### Records to process
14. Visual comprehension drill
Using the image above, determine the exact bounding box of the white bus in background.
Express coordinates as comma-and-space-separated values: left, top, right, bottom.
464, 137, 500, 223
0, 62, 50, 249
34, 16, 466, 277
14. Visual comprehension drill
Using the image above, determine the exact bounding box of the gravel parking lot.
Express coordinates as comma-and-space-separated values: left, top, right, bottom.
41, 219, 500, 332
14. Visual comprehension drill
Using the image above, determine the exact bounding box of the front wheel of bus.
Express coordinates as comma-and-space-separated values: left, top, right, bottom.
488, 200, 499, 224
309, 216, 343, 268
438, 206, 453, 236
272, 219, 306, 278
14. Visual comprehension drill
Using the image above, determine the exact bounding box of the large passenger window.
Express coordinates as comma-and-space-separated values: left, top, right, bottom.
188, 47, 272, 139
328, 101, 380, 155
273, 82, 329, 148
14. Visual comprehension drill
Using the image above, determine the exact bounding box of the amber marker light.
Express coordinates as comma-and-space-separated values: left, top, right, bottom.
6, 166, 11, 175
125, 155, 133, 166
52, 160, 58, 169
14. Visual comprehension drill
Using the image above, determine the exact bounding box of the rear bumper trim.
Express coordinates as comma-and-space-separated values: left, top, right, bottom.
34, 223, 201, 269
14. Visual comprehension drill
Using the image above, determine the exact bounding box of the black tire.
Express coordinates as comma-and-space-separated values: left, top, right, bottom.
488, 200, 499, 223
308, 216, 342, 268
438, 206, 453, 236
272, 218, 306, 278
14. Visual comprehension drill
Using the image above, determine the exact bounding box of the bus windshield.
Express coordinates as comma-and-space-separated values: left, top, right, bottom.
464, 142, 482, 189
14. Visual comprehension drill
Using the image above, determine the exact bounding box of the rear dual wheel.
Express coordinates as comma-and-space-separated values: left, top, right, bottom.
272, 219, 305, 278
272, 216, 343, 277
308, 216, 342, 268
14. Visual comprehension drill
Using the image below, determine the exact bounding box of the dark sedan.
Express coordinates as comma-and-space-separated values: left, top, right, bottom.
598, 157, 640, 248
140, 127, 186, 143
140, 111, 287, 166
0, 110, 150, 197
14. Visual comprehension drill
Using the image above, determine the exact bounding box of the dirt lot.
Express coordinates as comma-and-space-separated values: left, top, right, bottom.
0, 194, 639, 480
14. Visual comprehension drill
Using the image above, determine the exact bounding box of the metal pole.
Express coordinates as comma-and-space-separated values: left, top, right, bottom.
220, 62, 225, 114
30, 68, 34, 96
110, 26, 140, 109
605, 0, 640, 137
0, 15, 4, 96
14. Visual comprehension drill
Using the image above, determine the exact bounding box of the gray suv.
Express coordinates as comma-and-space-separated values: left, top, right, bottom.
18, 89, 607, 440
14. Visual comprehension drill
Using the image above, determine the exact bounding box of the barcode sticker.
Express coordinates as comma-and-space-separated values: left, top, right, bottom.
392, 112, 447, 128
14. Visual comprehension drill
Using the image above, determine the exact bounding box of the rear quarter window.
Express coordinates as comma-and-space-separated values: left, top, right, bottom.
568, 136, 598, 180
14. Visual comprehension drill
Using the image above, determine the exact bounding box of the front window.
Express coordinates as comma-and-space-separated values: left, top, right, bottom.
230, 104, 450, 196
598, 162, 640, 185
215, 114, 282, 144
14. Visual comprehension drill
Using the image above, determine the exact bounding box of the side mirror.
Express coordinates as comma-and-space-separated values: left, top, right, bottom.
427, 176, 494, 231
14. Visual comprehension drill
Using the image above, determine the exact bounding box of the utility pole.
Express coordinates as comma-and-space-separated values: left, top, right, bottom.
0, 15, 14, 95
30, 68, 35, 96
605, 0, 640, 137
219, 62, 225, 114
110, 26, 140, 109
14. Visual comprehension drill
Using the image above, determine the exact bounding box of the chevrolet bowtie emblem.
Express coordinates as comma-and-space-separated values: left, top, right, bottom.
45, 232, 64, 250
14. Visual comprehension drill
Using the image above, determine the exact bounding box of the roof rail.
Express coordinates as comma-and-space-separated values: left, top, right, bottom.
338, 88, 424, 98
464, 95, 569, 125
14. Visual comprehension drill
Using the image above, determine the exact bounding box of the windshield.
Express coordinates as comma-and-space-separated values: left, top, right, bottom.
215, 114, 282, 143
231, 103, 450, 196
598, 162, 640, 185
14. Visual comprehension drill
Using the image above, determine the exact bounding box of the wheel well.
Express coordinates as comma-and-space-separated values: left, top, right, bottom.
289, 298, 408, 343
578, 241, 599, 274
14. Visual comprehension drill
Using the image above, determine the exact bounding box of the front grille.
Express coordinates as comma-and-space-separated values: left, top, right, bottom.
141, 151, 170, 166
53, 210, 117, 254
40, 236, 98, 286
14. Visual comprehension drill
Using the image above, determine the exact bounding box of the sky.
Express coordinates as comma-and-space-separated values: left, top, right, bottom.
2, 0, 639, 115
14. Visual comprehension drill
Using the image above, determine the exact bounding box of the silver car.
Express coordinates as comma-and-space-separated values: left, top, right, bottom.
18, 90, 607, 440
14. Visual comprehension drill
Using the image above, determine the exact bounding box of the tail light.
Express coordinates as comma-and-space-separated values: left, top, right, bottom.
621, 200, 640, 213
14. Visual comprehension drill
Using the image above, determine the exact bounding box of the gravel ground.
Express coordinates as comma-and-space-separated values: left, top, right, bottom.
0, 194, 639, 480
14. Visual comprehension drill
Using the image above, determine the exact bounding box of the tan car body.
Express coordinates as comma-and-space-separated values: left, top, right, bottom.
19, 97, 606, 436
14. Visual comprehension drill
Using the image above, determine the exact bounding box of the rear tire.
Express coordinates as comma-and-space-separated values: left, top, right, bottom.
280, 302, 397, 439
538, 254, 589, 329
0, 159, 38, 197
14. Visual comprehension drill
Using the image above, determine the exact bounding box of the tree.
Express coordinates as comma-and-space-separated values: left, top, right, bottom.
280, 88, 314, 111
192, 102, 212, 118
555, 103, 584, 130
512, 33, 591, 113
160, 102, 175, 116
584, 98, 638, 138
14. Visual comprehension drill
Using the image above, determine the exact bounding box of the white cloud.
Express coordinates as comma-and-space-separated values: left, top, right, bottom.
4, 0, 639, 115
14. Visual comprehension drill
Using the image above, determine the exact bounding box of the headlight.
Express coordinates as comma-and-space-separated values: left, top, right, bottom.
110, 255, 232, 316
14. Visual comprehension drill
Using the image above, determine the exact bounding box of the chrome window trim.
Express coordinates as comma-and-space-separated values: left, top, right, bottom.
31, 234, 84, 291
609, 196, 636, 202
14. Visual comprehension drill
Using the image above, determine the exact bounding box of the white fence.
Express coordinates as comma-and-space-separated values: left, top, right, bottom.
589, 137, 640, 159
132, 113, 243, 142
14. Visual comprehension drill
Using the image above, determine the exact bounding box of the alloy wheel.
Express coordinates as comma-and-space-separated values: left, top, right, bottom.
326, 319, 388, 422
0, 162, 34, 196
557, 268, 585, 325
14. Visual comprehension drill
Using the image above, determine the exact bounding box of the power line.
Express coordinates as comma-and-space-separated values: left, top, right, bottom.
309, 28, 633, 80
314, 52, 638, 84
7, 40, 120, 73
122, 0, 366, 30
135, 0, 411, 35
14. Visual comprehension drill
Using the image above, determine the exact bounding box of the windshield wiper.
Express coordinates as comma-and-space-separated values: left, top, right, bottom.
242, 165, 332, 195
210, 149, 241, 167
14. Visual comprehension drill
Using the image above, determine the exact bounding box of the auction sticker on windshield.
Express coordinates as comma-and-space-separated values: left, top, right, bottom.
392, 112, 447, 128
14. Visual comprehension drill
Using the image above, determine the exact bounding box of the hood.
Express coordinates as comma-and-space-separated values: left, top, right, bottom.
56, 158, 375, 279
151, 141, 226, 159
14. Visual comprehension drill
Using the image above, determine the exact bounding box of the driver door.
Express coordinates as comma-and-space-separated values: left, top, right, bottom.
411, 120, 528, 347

### What the task requires
Your answer must be the lines above from the one containing "bus in background." to the one containing "rear dual wheel.", both included, restated word for word.

### Exercise output
Using the image above, determine the exact bounding box of the white bus in background.
Express coordinates as comma-and-space-separated values: left, top, right, bottom.
464, 137, 500, 223
0, 62, 50, 249
34, 16, 466, 277
14. Visual comprehension drill
Using the image above, determine the exact bounding box of the gravel parking lot.
Express coordinates as comma-and-space-separated values: left, top, right, bottom.
41, 219, 500, 332
14. Visual comprehension drill
Using the image above, determine the exact bounding box of the front wheel of bus.
Express coordinates as comma-and-space-separated values: left, top, right, bottom.
488, 200, 499, 224
309, 216, 343, 268
438, 206, 453, 236
272, 219, 306, 278
14. Visual comprehension drill
Using the image above, determine the exact bounding box of the large passenger window.
Express coordinates as comma-and-space-separated values: left, top, right, bottom.
188, 47, 272, 139
328, 101, 380, 155
273, 82, 329, 148
14. Visual comprehension drill
Using the image above, determine the exact bounding box of the amber marker light.
Express coordinates as comma-and-space-separated values: left, top, right, bottom.
6, 166, 11, 175
125, 155, 133, 166
52, 160, 58, 169
14. Visual comprehension drill
Using the image above, determine the exact bounding box of the rear bumper trim.
Express coordinates as comma-and-space-separated values: left, top, right, bottom.
34, 223, 201, 269
14. Visual comprehension drill
Using the image above, determine the exact bounding box of the black tire.
Express coordinates as comma-and-space-separated values: left, top, right, bottom.
488, 200, 499, 223
308, 216, 342, 268
438, 206, 453, 236
272, 218, 306, 278
14. Visual comprehension drill
Using the image above, determine the exact bounding box of the bus windshield.
Express coordinates as comma-and-space-separated values: left, top, right, bottom.
464, 142, 482, 189
14. Visual comprehension drill
Using the image above, determine the exact bounding box of the rear dual wheel.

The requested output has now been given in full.